# [Task instructions]
Write out the following items exactly as they appear, line for line.

# [Location annotation dataset excerpts]
====

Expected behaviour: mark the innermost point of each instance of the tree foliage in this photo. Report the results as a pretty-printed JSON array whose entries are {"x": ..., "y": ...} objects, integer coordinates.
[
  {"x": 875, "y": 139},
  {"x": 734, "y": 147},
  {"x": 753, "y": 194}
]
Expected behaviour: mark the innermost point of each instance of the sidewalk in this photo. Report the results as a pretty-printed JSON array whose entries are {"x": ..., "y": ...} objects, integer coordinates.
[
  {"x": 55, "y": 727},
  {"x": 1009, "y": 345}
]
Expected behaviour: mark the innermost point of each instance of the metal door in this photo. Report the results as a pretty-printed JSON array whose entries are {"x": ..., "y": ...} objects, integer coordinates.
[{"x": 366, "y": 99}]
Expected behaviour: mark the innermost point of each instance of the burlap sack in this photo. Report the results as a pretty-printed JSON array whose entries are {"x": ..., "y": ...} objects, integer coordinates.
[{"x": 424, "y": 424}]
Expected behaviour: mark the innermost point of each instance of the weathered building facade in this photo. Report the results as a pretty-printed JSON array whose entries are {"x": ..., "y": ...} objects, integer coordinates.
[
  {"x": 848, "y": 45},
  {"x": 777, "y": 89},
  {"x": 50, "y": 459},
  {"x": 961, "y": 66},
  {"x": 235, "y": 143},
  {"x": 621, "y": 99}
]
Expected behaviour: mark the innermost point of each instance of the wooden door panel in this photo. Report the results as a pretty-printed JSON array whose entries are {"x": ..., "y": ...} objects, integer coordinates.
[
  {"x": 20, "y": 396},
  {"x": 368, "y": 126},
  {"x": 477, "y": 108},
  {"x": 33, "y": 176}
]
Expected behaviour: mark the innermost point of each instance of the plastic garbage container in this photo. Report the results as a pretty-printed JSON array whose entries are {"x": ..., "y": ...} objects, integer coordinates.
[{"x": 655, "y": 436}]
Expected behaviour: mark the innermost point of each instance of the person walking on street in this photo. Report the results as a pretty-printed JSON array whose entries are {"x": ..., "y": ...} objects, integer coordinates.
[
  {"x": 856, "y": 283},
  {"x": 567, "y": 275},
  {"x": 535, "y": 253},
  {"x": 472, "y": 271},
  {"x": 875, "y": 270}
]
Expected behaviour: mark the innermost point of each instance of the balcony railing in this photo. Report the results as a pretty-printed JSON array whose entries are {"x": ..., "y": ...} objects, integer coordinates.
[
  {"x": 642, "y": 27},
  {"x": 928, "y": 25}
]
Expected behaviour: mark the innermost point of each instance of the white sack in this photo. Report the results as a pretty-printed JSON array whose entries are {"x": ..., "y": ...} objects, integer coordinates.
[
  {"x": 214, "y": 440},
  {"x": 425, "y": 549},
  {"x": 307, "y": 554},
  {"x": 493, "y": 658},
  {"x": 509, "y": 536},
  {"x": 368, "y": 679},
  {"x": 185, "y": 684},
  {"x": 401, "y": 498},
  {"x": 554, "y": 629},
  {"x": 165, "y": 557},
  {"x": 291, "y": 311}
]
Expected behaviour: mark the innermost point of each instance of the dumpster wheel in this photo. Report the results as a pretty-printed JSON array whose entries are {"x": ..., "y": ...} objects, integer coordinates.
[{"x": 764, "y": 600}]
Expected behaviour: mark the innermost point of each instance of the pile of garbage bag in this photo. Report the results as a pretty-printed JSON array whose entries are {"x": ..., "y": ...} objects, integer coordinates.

====

# [Written solution]
Expected behaviour: mark the innermost point of each instance of the tree foliage in this photo. Report the results as a pretty-printed JSON array whose entries are {"x": ..., "y": ...} objects, integer coordinates.
[
  {"x": 875, "y": 139},
  {"x": 734, "y": 147},
  {"x": 753, "y": 194}
]
Expected behaviour: mark the innermost point of each instance of the sidewalk in this photo. Report the results as a pretty-printed JSON array whose entries are {"x": ..., "y": ...} objects, integer coordinates.
[
  {"x": 55, "y": 727},
  {"x": 1009, "y": 345}
]
Expected behaviour: mark the innermost point of each instance of the metal door in this photo. Report the results as a pretty-printed JSON array whose entries are {"x": ..., "y": ...} objects, integer coordinates.
[{"x": 366, "y": 99}]
Expected behaviour: mark the innermost point of each instance of the burlap sack in this photo. Report the results as a pretty-printed JSON array whose entries are {"x": ..., "y": ...} objects, integer coordinates.
[{"x": 424, "y": 424}]
Expected behaviour: mark the innermost point of each instance of the weathered building facade in this photo. Report the results as a pretty-printed JSON array whose entries are {"x": ..., "y": ...} objects, integer coordinates.
[
  {"x": 848, "y": 45},
  {"x": 777, "y": 89},
  {"x": 50, "y": 459},
  {"x": 961, "y": 66},
  {"x": 235, "y": 143},
  {"x": 621, "y": 99}
]
Expected behaviour: mark the innermost point of each instance of the wooden door panel in this photo. Report the results as a pretty-printed JSON array whose entries are {"x": ..., "y": ...} objects, integer coordinates.
[
  {"x": 20, "y": 396},
  {"x": 368, "y": 126},
  {"x": 477, "y": 108},
  {"x": 33, "y": 176}
]
Expected behaviour: mark the innermost point of each instance of the plastic garbage container in this photo. Report the results as a pretty-printed JSON array whose entries are {"x": ..., "y": ...} objects, integer coordinates.
[{"x": 655, "y": 436}]
Expected behaviour: mark the innermost point of each instance of the person walking on street in this photo. Report the results as a pretty-printed JSON array whose entries are {"x": ..., "y": ...} objects, integer coordinates.
[
  {"x": 856, "y": 283},
  {"x": 567, "y": 275},
  {"x": 535, "y": 253},
  {"x": 472, "y": 271},
  {"x": 875, "y": 270}
]
Expected behaviour: mark the innermost point of each instance of the balcony railing in this photo. Report the results as a pretty-printed JSON array whose entries are {"x": ..., "y": ...} objects, integer coordinates.
[
  {"x": 642, "y": 27},
  {"x": 928, "y": 25}
]
Expected behaviour: mark the innermost point of each instance of the white sack in this photo. Report the results as a pretty-printed JSON array whose entries are {"x": ..., "y": ...} objects, integer coordinates.
[
  {"x": 214, "y": 440},
  {"x": 425, "y": 549},
  {"x": 307, "y": 554},
  {"x": 493, "y": 658},
  {"x": 509, "y": 536},
  {"x": 368, "y": 679},
  {"x": 185, "y": 684},
  {"x": 401, "y": 498},
  {"x": 554, "y": 629},
  {"x": 165, "y": 557},
  {"x": 291, "y": 311}
]
Expected behaviour: mark the innermost point of each instance of the dumpster wheel in this photo. Report the results as a pretty-printed JSON array whose entries are {"x": ..., "y": ...} objects, integer coordinates.
[{"x": 764, "y": 600}]
Expected behaviour: mark the innermost point of each instance of the pile of garbage bag in this photo. Report the results as a pretty-printed JSON array whose entries are {"x": ..., "y": ...} objects, integer coordinates.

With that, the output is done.